[EXERCISE DETAILS] Could you reproduce every entry that follows, exactly as shown?
RECORD EXTRACTS Start Marker
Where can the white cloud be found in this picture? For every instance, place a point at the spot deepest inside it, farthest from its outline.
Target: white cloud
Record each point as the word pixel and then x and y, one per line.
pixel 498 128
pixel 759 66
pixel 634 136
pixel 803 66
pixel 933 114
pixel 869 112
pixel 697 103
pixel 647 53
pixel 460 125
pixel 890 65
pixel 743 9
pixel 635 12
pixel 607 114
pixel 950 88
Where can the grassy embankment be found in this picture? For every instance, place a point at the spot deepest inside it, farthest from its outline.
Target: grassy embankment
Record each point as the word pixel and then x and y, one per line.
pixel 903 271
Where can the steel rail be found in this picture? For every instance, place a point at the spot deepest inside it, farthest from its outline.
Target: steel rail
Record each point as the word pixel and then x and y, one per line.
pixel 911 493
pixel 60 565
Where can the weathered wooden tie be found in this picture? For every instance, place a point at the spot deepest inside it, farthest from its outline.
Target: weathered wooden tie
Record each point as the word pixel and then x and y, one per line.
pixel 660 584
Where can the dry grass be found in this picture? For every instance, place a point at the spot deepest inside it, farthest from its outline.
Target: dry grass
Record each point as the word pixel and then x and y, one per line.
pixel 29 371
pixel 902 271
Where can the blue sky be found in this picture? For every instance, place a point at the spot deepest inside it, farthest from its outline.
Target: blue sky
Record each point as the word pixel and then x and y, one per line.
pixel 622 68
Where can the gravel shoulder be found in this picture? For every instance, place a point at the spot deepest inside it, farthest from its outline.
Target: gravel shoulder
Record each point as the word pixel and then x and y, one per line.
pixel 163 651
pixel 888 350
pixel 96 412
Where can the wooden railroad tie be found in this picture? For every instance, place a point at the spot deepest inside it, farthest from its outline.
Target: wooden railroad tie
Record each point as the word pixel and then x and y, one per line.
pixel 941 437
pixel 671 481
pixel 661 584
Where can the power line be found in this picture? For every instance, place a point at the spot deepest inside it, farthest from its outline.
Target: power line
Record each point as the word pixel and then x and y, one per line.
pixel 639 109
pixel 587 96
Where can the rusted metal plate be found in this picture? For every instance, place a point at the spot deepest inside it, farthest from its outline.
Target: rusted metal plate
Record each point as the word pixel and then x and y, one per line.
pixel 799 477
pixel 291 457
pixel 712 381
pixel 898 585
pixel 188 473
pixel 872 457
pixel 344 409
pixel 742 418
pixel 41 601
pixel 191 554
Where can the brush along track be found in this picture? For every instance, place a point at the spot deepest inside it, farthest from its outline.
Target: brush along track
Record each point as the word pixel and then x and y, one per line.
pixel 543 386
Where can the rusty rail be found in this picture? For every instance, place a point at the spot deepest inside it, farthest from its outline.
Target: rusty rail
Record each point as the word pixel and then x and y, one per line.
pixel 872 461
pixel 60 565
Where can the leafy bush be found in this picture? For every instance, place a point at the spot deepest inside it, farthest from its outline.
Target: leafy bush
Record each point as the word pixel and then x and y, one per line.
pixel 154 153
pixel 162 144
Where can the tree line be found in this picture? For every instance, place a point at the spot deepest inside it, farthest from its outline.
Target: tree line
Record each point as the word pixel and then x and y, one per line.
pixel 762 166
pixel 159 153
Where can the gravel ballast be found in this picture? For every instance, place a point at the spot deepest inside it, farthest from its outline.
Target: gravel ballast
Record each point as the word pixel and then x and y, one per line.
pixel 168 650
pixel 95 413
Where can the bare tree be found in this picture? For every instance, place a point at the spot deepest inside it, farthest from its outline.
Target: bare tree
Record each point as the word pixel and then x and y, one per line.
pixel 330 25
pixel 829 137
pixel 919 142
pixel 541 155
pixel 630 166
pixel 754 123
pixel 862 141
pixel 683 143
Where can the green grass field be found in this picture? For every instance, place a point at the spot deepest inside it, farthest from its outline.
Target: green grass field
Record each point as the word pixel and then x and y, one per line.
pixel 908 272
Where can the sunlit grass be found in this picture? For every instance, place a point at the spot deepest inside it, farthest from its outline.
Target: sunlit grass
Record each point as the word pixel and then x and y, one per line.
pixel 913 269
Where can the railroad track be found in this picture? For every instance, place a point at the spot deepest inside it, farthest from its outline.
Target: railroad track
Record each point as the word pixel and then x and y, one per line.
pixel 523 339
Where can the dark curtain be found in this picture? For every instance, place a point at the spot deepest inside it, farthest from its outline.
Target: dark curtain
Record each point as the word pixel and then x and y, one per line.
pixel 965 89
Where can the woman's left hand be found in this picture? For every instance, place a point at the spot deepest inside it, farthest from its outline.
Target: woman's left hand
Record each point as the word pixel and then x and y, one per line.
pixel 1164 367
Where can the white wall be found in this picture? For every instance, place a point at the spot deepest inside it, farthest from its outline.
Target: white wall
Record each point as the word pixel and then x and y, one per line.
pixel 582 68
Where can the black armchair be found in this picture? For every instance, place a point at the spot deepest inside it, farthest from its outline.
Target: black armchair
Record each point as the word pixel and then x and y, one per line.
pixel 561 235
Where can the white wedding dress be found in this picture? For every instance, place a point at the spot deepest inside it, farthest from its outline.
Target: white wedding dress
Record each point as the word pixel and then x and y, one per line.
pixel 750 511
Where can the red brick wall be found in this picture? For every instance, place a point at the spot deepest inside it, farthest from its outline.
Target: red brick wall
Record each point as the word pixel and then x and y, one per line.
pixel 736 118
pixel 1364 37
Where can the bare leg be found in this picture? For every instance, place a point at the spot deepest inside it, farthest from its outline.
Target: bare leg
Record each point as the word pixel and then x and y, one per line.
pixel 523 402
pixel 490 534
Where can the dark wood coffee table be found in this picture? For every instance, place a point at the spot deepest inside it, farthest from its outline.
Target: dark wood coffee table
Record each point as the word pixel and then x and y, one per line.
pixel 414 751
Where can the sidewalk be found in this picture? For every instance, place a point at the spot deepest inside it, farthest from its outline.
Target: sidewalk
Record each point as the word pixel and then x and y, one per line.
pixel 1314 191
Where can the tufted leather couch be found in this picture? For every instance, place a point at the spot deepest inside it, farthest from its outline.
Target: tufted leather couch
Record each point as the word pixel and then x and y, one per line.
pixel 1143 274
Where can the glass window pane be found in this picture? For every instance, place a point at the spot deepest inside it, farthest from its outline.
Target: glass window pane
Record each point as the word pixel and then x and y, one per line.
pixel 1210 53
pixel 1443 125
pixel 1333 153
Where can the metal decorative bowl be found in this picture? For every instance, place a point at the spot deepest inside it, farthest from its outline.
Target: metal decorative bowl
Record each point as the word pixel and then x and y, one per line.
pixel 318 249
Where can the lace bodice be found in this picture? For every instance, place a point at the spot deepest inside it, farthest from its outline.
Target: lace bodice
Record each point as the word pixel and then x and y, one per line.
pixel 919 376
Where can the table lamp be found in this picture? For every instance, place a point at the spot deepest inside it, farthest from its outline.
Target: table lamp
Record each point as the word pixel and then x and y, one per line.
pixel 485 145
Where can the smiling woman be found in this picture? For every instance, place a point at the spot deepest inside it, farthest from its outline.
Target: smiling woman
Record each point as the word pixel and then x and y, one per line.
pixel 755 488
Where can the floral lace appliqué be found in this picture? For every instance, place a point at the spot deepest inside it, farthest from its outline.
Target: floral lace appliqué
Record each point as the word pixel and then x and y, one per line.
RECORD EXTRACTS End Marker
[RESPONSE FOR THIS EXERCISE]
Where can the white cloud be found in this picture? For every instance, place a point at the spot deepest inside it, farthest from its outline.
Target: white cloud
Record each point as the word pixel and then x and y, one per line.
pixel 498 128
pixel 759 66
pixel 634 136
pixel 803 66
pixel 933 114
pixel 869 112
pixel 697 103
pixel 647 53
pixel 460 125
pixel 890 65
pixel 743 9
pixel 635 12
pixel 607 114
pixel 950 88
Where can the grassy embankment be found in this picture? For every instance, place a point at the spot deepest inside it, farthest from its outline.
Target: grassy embankment
Record each point as the word pixel and then x and y, one per line.
pixel 903 271
Where can the steel rail be found in this picture? For every instance, place a point at the spot deepest inside it, farthest from its outline.
Target: steel rail
Record each point as the word pixel and then x and y, one per line.
pixel 911 493
pixel 60 565
Where can the weathered wooden tie be found in this picture? For every instance, place a point at the spot deepest inside it, farthest from its outline.
Target: weathered wooden tie
Record each point as the word pixel and then x and y, one per line.
pixel 660 584
Where can the dry grass be found in this picture? For every instance, place a point at the spot deepest inside it, farthest from its outline.
Target: dry grass
Record each point as the word pixel and then x and y, one per line.
pixel 29 371
pixel 902 271
Where can the blue sky be found in this picture? For every instance, place a point at the spot deepest inside it, farthest from its outline.
Target: blue sky
Record each point as the word pixel and then x and y, one per line.
pixel 622 68
Where can the gravel shoulder be found in this picture? For every instance, place a point at the spot deepest inside it, farthest from its outline.
Target: gravel shoulder
Record each point as the word pixel and then x and y, one per line.
pixel 163 651
pixel 888 350
pixel 96 412
Where can the wooden railroad tie be found in this picture? For every instance, place a point at the spot deepest inside it, farthest from its outline.
Target: wooden railroad tie
Record each point as the word pixel and then x and y, one per line.
pixel 941 437
pixel 671 481
pixel 661 584
Where can the power line be found in this picture? For every instance, place a point at the spot deepest inside it, farthest from its outline.
Target: power line
Record each point as the word pixel and then x and y, one per line.
pixel 639 109
pixel 587 96
Where can the rusted metal plate be found in this picture? For every instance, place a point at the spot deepest inside it, farthest from its outline.
Target: rusted metal plate
Record each point as the word pixel and then x and y, one per line.
pixel 799 477
pixel 291 457
pixel 712 381
pixel 898 585
pixel 188 473
pixel 872 457
pixel 344 409
pixel 742 418
pixel 41 601
pixel 191 554
Where can the brush along track be found in this picture? For every instance, place a point at the spot deepest inside it, farthest from its outline.
Target: brush along track
Record each point as the word pixel and then x and y, one per line.
pixel 543 386
Where can the rusty rail be found in this picture? For every instance, place a point at the spot deepest inside it, farthest from its outline.
Target: rusty rail
Record each point as the word pixel and then x and y, one per line.
pixel 872 461
pixel 60 565
Where can the leafy bush be found in this picture? For every instance, place a point at the spot deepest inside it, farthest from its outline.
Target: leafy bush
Record each point as the word pixel and then x and y, one per line.
pixel 154 153
pixel 162 144
Where can the tree line be found in this picture? For every instance, place a point at the spot deepest inside it, farthest from its outline.
Target: tree line
Record each point as the word pixel and then x and y, one per line.
pixel 762 166
pixel 159 153
Where can the gravel ballast be found in this picture? For every instance, place a point at the spot deepest inside it, farthest from its outline.
Target: gravel ballast
Record each point as the word pixel and then x and y, one per line.
pixel 168 650
pixel 95 413
Where can the bare tree be found in this picture? For every instance, place a point at the spot deepest inside it, farthest from its outline.
Target: bare tree
Record each point as the word pixel and then x and y, one per line.
pixel 330 25
pixel 829 137
pixel 919 142
pixel 541 155
pixel 630 166
pixel 754 123
pixel 862 141
pixel 683 143
Where can the green grass field be found in this picture? For every instance, place a point at the spot deepest inside it, farthest from its outline.
Target: green grass field
Record each point as the word pixel and then x and y, one per line.
pixel 908 272
Where can the sunlit grass be found in this picture? For every instance, place a point at the spot deepest inside it, farthest from its outline.
Target: sunlit grass
Record each point as the word pixel and then x and y, one per line.
pixel 913 269
Where can the railroad track be found in this picture? For every instance, place a point at the spot deepest inside it, farthest from its outline.
Target: railroad track
Record each point as the word pixel and then x and y, one per line.
pixel 523 339
Where can the dark curtain be found in this picture? For every instance, place a point at the spot deepest inside it, farthest from its outline.
Target: dark curtain
Record each point as the word pixel and then x and y, one per line.
pixel 965 89
Where can the woman's left hand be found in this picture? For every instance, place a point at the spot deepest inside it, farthest from its outline.
Target: woman's left hand
Record each point as the word pixel and then x and y, one per line.
pixel 1164 367
Where can the white wall be found in this picture? For every instance, place a point at the spot deepest inside it, farthest from its outline.
Target: white wall
Record each point as the word pixel and then x and y, one per line.
pixel 582 68
Where can the black armchair be found in this picture? For every instance, place a point at the spot deepest inside it, farthest from its outline.
Target: black armchair
Record each point as the word pixel and then x and y, one per line.
pixel 561 235
Where can the white wedding dress be found in this picture? For every instance, place a point at the spot deepest inside it, farthest from its outline.
Target: white wedding dress
Record each point as the word pixel and then x and y, one per line.
pixel 750 511
Where can the red brick wall be found in this picture? For every instance, place a point at the spot deepest inside it, farthest from its outline.
Target: red brick wall
Record each point as the word pixel and then x and y, one per line.
pixel 736 118
pixel 1364 37
Where can the bare leg be found in this picture? For every instance, place a point at the spot deepest inside it, farthest from its outline.
Target: bare leg
Record each point as the word pixel and then x and y, one per line.
pixel 523 402
pixel 490 534
Where can the dark wood coffee table be found in this picture? For every instance, place a point at the spot deepest inside it, farthest from its outline.
Target: dark wood coffee table
Record each point as the word pixel and then x and y, one per line.
pixel 414 751
Where can the sidewalk be found in this picture? For every instance, place a point at the spot deepest inside it, farthest from its outline.
Target: sidewalk
Record each point as the word pixel and then x and y, one per line.
pixel 1314 191
Where can the tufted leather couch be found in this picture? For every instance, place a point at the spot deepest inside it, farthest from its outline.
Target: tufted leather couch
Record each point as the word pixel and then x and y, one per line.
pixel 1143 274
Where can the glass window pane be found in this picture? For every instance, place a point at the spot deepest inside it, farthest from its outline.
Target: glass window pane
Record each point as the word pixel and then x and y, one per line.
pixel 1210 53
pixel 1443 125
pixel 1333 153
Where can the metal decorative bowl be found in this picture? For every instance, place a point at the spot deepest inside it, farthest from its outline.
Target: metal decorative bowl
Record each point as the word pixel and then x and y, one per line.
pixel 318 249
Where can the lace bodice be found in this picture? For every instance, place a point at the spot deepest inside it, farthest from its outline.
Target: lace bodice
Record each point as the word pixel and then x and y, one per line.
pixel 919 376
Where can the table lamp be found in this picture? For every instance, place a point at the spot deepest inside it, farthest from its outline.
Target: table lamp
Record each point as the word pixel and then x and y, one per line.
pixel 485 145
Where can the smiling woman be found in this picture? For every instance, place a point at the spot deepest inside it, farthest from its outline.
Target: smiling woman
Record each point as the word pixel and then x and y, one per line.
pixel 755 488
Where can the floral lace appliqué be found in this picture? For every instance, place a point at the spot deepest inside it, farthest from its outline.
Target: floral lace appliqué
Record each point as the word pixel and then x and y, one per line.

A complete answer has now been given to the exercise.